-- begin --
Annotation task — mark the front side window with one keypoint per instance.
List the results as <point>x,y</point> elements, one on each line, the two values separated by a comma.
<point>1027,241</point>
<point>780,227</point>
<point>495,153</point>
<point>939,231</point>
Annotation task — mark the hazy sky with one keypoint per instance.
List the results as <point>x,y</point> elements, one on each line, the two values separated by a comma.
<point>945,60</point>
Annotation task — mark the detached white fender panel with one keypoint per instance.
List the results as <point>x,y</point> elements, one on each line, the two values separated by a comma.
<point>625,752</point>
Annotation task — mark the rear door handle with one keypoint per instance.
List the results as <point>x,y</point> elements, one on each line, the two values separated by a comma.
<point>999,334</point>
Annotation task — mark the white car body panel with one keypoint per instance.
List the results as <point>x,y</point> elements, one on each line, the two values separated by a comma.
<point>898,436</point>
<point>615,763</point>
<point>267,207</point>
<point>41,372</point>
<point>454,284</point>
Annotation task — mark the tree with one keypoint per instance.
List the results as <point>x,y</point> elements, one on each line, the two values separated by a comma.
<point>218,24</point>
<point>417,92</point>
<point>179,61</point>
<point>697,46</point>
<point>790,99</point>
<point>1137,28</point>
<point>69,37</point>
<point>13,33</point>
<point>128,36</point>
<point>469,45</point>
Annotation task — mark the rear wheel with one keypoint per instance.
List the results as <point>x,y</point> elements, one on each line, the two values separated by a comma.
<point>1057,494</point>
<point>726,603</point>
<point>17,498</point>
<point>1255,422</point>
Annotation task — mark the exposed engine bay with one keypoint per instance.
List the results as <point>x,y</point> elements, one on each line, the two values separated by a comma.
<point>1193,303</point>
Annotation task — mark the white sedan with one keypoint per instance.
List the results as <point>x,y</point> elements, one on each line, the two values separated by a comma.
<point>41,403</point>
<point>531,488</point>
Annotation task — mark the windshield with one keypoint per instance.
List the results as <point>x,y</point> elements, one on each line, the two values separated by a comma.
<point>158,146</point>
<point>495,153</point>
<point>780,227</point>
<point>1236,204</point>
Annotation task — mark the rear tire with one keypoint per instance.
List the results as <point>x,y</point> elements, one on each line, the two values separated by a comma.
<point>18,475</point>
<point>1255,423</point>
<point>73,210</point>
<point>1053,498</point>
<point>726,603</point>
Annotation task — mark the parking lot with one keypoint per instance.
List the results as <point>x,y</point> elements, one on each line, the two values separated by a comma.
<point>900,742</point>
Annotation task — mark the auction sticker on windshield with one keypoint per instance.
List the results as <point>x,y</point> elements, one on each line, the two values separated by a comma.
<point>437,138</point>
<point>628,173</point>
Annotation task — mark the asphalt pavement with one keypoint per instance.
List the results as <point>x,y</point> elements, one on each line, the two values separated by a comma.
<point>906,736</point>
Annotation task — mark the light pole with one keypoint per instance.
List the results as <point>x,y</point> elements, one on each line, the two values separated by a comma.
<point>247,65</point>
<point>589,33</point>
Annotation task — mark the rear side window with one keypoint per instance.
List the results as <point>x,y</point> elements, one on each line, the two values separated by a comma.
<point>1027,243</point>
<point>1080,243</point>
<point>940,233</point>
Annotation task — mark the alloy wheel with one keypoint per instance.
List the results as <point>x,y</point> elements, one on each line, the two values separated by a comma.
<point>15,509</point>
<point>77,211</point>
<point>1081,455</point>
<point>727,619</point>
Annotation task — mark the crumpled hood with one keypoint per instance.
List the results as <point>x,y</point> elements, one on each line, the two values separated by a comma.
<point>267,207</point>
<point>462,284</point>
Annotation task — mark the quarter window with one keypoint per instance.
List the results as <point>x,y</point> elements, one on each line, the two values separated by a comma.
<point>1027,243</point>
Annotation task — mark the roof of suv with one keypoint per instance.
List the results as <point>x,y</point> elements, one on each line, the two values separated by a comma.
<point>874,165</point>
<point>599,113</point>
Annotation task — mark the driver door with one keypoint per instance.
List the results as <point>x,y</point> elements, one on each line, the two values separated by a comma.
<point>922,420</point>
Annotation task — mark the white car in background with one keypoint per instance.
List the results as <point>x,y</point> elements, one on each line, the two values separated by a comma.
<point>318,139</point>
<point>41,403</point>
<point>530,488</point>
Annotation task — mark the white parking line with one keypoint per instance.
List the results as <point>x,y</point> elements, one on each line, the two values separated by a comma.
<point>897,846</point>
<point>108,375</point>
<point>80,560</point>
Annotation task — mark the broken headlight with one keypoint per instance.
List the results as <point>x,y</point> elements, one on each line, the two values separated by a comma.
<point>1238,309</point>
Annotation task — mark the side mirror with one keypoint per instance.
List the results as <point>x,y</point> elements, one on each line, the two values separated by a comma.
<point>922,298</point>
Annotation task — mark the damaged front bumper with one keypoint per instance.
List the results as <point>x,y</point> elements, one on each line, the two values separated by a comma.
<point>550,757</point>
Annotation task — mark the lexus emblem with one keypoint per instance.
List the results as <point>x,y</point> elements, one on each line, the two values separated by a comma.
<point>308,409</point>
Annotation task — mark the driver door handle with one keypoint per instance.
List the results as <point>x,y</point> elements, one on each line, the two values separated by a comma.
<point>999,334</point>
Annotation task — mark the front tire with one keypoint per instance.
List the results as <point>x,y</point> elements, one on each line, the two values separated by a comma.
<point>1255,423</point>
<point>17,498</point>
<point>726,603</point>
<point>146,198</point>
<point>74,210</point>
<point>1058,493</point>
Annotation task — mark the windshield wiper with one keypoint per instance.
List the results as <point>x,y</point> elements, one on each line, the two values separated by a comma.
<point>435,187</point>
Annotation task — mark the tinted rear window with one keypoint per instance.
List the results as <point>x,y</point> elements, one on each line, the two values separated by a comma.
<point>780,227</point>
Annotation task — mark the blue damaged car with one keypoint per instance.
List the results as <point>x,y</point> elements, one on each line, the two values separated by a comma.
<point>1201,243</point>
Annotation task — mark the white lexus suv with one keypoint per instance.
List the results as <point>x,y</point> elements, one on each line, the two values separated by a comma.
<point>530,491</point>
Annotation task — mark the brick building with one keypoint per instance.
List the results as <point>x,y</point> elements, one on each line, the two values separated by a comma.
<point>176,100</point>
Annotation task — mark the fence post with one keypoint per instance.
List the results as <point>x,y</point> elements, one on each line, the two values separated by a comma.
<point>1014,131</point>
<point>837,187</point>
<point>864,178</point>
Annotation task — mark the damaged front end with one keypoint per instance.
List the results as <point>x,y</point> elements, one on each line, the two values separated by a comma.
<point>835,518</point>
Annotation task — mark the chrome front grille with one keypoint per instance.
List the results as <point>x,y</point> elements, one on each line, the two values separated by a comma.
-- end --
§ Exercise prompt:
Copy all of the records above, line for line and unchanged.

§ Task output:
Annotation task — mark the front side window with one keypoint per instance.
List the results as <point>x,y</point> elements, one on each line, the two values separated by a comma.
<point>1027,241</point>
<point>780,227</point>
<point>495,153</point>
<point>939,231</point>
Annotation task — mark the hazy sky with one keypoint per instance.
List the results as <point>x,y</point> elements, one on each line, the two values separated by a comma.
<point>945,60</point>
Annotation task — mark the detached white fender panel with one keypoint per instance.
List the results as <point>x,y</point> elements, one on each line, the two values separated by a comma.
<point>625,752</point>
Annotation task — mark the rear door handle with one keypoint per instance.
List the results as <point>x,y</point> elements, one on each line, the two values separated by a comma.
<point>999,334</point>
Annotation task — mark the white car body panel with one keypoint per instance.
List the results as <point>x,y</point> elements, one on each line, the two values separated by a comma.
<point>898,436</point>
<point>615,763</point>
<point>267,207</point>
<point>41,372</point>
<point>454,284</point>
Annotation task — mark the tree with one keypoint per instance.
List the results as <point>x,y</point> elements, one on each line, the two values separated by a comma.
<point>218,24</point>
<point>417,92</point>
<point>179,61</point>
<point>697,46</point>
<point>790,99</point>
<point>1137,28</point>
<point>69,37</point>
<point>13,33</point>
<point>128,36</point>
<point>469,45</point>
Annotation task — mark the rear wheel with one keypoint per instance.
List the results as <point>x,y</point> elements, one on each line, the two values separated by a comma.
<point>1057,494</point>
<point>726,603</point>
<point>17,498</point>
<point>1255,422</point>
Annotation task — mark the exposed engine bay with one keypoint per instance.
List the results as <point>x,y</point> elements, one on each line, the two values separated by a comma.
<point>1193,303</point>
Annotation task — mark the white sedan with one keypoint per instance.
List the results as <point>x,y</point> elements, one on each line, the two values separated by a comma.
<point>41,403</point>
<point>531,488</point>
Annotation task — mark the windshield with one keypoint per instance.
List the results as <point>x,y</point> elements, one on each line, the two values separated by a comma.
<point>158,146</point>
<point>495,153</point>
<point>780,227</point>
<point>1236,204</point>
Annotation task — mark the rear tire with one keypoint per instance.
List the results as <point>x,y</point> elements, one on each line, the two values separated by a comma.
<point>18,475</point>
<point>1255,423</point>
<point>73,210</point>
<point>1053,498</point>
<point>726,603</point>
Annotation task — mark the parking lot with one keypoint per instance.
List the results as <point>x,y</point> elements, one on each line, the two values separated by a comma.
<point>900,742</point>
Annotation task — mark the auction sticker on windshield with one keypoint per instance.
List the results as <point>x,y</point> elements, one on each line, the two values separated by a comma.
<point>437,138</point>
<point>628,173</point>
Annotation task — mark the asphalt pavement with one keypoint per instance.
List the results as <point>x,y</point> elements, one on each line, the two values separated by a comma.
<point>906,736</point>
Annotation task — mark the light pole with one keypoint per instance.
List the results as <point>x,y</point> elements, one on each line, the two values separated by a comma.
<point>247,65</point>
<point>589,33</point>
Annotation task — mark the rear side window with one keypoint per instance.
List the results as <point>x,y</point> elements, one on each line, the two values separated by a comma.
<point>1027,243</point>
<point>1080,243</point>
<point>940,233</point>
Annotation task — mark the alloy wheel with one keypoint per instance.
List the results as <point>x,y</point> elements, one on each line, the two values separated by a comma.
<point>15,509</point>
<point>77,211</point>
<point>1081,455</point>
<point>727,619</point>
Annotation task — mark the crumpled hood with one keypoint per instance.
List the results as <point>x,y</point> elements, one on each line, the two values separated by a comma.
<point>267,207</point>
<point>462,284</point>
Annotation task — mark the quarter window with one keypoint per instance.
List the results as <point>x,y</point> elements, one on each line, the two values separated by a comma.
<point>1027,243</point>
Annotation task — mark the roof of suv with one keypoint per instance.
List the results as <point>x,y</point> elements, one on each line, the two values separated by a comma.
<point>874,165</point>
<point>599,113</point>
Annotation task — mark the driver door with one keypoint per instance.
List the results as <point>x,y</point> elements, one on each line, the two values separated by a comma.
<point>922,420</point>
Annotation task — mark the white car in background with one keypoint per instance.
List the results as <point>x,y</point> elements, one on each line, the two values separated by a comma.
<point>318,139</point>
<point>41,403</point>
<point>530,488</point>
Annotation task — mark the white parking line with one keypoint per instance.
List the results as <point>x,y</point> elements, one on each line, the two values separated by a comma.
<point>897,846</point>
<point>108,375</point>
<point>80,560</point>
Annotation task — mark the broken headlight with one keypoint per instance.
List the results as <point>x,y</point> elements, one on each line, the two values separated by a comma.
<point>1238,309</point>
Annotation task — mark the side mirror with one keypoint per instance.
List the results as <point>x,y</point> elements, one on each line, the two values separated by a comma.
<point>922,298</point>
Annotation task — mark the damaged front bumper with one keypoint per instance.
List the results as <point>x,y</point> elements, one on each line, the two values separated by a comma.
<point>550,757</point>
Annotation task — mark the lexus emblem with one keypoint per instance.
List the results as <point>x,y</point> elements, one on each line, the two values separated by a comma.
<point>308,409</point>
Annotation task — mark the driver door handle with one keypoint per instance.
List the results as <point>x,y</point> elements, one on each line, the two values separated by a comma.
<point>999,334</point>
Annotation task — mark the front tire with one keypoint per instance.
List the results as <point>x,y</point> elements, one on each line, the two values separated by a comma.
<point>1255,423</point>
<point>17,498</point>
<point>726,603</point>
<point>146,198</point>
<point>74,210</point>
<point>1058,493</point>
Annotation task — mark the windshield wiper with one keypoint per instance.
List the results as <point>x,y</point> elements, one on each line, the two values separated by a comma.
<point>435,187</point>
Annotation task — mark the tinted rear window with one keypoint per instance.
List the results as <point>x,y</point> elements, one on each line, the two values separated by a comma.
<point>780,227</point>
Annotation task — mark the blue damaged car with one keypoint per instance.
List the results as <point>x,y</point> elements, one on each line, the two values separated by a comma.
<point>1201,243</point>
Annotation task — mark the white lexus suv with one keypoint per instance.
List the results as <point>x,y</point> elements, one on each line, the two values separated by a comma.
<point>530,491</point>
Annotation task — mark the brick building with one keypoint per instance.
List the results as <point>x,y</point> elements, one on each line, the two values separated by a comma.
<point>176,100</point>
Annotation task — mark the fence post with one keypoint per instance.
List the results as <point>x,y</point> elements, one on each line, the two values separated by a comma.
<point>1014,131</point>
<point>837,187</point>
<point>864,178</point>
Annotation task — mark the damaged front end with one keypoint per instance.
List the results as <point>x,y</point> elements, one on each line, the two values separated by a comma.
<point>835,518</point>
Annotation task — mark the chrome front grille with one keypoint per instance.
List the results as <point>x,y</point> elements, one on each line, the two values separated by a comma.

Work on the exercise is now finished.